• _GIVEN EXERCISE_
Display every line in the items below that contains the string "shoreline", and treat uppercase and lowercase letters as different.

··········

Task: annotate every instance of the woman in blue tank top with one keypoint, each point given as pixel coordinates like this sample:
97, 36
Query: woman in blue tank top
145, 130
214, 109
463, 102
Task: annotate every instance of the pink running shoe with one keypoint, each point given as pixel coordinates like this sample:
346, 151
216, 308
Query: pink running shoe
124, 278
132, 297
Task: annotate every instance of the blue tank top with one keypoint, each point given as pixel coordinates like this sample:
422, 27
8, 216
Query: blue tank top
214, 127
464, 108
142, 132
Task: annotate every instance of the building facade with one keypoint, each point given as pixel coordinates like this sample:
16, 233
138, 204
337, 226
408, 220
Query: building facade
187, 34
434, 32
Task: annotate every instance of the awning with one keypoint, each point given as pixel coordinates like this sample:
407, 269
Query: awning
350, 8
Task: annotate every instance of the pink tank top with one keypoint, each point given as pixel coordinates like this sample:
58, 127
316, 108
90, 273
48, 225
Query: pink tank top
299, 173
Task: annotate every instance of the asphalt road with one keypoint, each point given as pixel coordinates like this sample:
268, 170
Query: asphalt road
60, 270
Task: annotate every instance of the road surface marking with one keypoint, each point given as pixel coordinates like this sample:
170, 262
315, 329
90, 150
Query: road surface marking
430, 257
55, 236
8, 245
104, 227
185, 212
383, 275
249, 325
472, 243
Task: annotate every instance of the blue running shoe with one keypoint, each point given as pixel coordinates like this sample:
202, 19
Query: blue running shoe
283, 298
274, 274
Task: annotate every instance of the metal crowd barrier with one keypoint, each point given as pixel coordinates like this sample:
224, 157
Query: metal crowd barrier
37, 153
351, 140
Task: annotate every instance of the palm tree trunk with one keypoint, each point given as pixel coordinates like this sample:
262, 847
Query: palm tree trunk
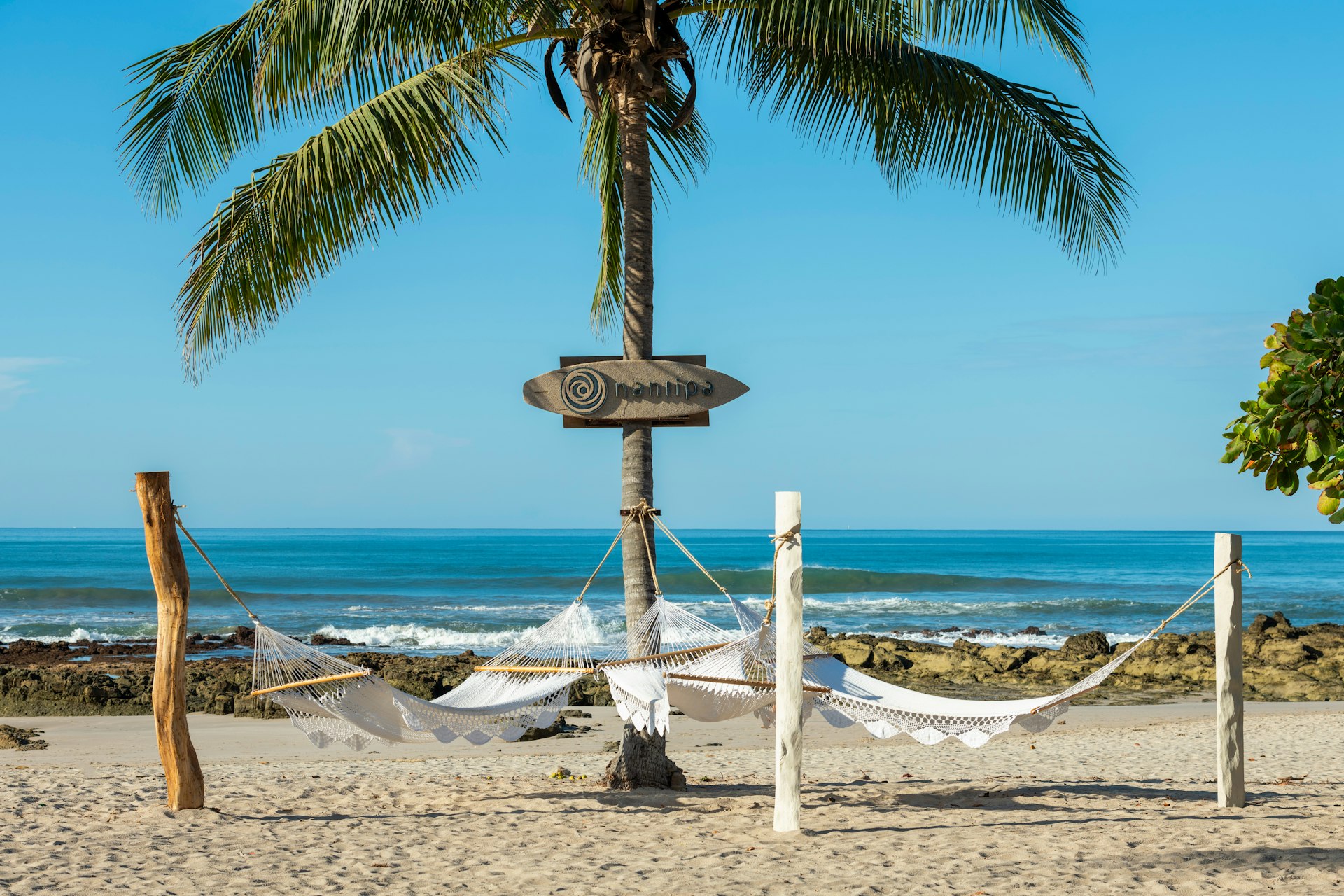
641, 761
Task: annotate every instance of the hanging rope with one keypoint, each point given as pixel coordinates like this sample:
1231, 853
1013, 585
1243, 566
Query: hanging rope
690, 556
213, 568
610, 547
644, 512
780, 540
1191, 601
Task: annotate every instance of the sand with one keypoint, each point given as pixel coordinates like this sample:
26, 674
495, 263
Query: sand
1114, 799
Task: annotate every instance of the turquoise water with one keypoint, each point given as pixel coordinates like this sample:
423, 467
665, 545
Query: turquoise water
445, 590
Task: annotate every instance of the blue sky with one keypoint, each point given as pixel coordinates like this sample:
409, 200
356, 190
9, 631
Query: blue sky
914, 362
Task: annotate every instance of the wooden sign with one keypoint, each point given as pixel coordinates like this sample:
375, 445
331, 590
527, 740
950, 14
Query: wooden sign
668, 390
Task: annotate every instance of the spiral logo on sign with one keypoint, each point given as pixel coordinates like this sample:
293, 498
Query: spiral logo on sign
584, 391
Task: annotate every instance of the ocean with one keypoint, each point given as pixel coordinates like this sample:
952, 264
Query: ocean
447, 590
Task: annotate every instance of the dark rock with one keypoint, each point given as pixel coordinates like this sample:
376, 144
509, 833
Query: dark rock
1270, 626
1091, 644
242, 637
554, 729
14, 738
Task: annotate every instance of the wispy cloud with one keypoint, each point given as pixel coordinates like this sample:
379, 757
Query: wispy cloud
11, 384
412, 449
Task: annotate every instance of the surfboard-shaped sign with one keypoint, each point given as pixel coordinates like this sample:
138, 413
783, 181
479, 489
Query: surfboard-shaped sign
610, 393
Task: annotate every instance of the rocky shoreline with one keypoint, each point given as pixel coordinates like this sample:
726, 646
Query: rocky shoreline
1282, 663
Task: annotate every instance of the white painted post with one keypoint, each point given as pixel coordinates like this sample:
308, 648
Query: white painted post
1227, 659
788, 671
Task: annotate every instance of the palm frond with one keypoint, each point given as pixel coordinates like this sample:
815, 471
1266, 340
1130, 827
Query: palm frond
601, 168
327, 57
283, 61
374, 168
986, 22
195, 111
678, 155
918, 113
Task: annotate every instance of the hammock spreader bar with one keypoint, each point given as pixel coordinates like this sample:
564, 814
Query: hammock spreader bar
323, 680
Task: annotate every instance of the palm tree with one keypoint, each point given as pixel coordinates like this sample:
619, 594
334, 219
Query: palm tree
413, 89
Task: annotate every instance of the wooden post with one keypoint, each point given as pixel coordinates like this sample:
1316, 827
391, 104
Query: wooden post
1227, 657
168, 567
788, 672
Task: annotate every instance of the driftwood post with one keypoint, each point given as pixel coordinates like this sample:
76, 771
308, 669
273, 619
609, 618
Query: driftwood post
788, 680
168, 567
1227, 657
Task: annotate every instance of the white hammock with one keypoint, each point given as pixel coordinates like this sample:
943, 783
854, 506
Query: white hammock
336, 701
673, 659
738, 679
666, 637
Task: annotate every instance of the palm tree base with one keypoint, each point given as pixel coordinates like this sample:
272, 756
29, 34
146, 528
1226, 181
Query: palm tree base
643, 762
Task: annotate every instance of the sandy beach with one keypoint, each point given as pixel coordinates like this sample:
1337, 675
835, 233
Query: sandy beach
1113, 799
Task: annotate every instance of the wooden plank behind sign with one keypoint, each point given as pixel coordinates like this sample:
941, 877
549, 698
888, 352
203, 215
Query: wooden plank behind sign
603, 391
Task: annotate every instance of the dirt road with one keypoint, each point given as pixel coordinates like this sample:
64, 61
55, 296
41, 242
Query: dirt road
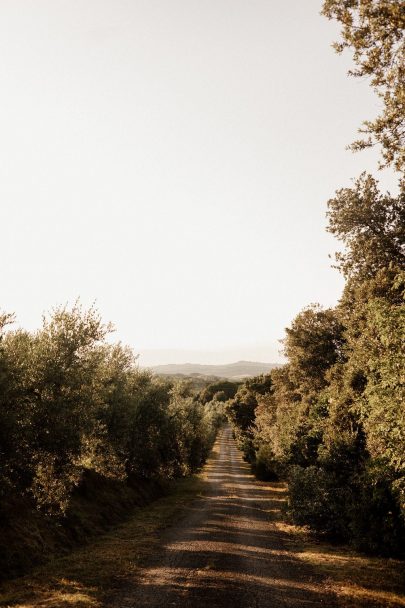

··········

• _COMPLETE ANSWER_
Task: annotate every instance of the rocky shoreline with one keypoint, each point given as pixel coordinates like this sample:
Query: rocky shoreline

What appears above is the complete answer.